YOUR OBJECTIVE: What is needed is a word-for-word copy of the records below.

THE INPUT:
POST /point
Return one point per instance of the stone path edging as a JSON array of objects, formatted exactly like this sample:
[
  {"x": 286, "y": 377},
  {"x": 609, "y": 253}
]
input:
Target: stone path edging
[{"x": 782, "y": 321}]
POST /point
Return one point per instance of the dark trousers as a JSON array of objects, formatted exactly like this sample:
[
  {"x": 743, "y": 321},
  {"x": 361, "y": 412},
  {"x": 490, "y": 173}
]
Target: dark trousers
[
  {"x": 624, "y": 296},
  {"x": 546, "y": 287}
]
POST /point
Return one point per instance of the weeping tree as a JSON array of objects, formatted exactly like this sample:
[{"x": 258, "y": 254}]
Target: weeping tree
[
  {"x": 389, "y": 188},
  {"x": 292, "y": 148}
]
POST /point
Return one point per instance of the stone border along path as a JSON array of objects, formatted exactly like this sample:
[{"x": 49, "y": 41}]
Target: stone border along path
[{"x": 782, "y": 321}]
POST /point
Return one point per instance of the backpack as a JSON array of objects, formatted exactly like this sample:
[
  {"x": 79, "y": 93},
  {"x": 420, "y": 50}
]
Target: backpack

SOLUTION:
POST /point
Return one point per instance of the stone path edging as a JSON array of objects, formatted exactly like this sample:
[
  {"x": 286, "y": 377},
  {"x": 609, "y": 253}
]
input:
Target: stone path edging
[{"x": 782, "y": 321}]
POST /point
Return one point per instance of the dark trousers as a JSON array of objects, formatted exactly like this sample:
[
  {"x": 743, "y": 321},
  {"x": 361, "y": 412},
  {"x": 490, "y": 173}
]
Target: dark trousers
[
  {"x": 624, "y": 296},
  {"x": 546, "y": 287}
]
POST /point
Return one point per instance of the weeping tree as a JSON array of objects, formatted exactly like this sample:
[{"x": 258, "y": 254}]
Target: weeping tree
[
  {"x": 389, "y": 188},
  {"x": 292, "y": 148}
]
POST /point
Return one point per instance of the stone border along path as a JSON array of objects, formatted exactly like this sample:
[{"x": 49, "y": 41}]
Target: stone border along path
[{"x": 782, "y": 321}]
POST /point
Return one point per instance of the backpack as a JSON array of objects, formatted exactly like this sample:
[
  {"x": 79, "y": 93},
  {"x": 420, "y": 50}
]
Target: backpack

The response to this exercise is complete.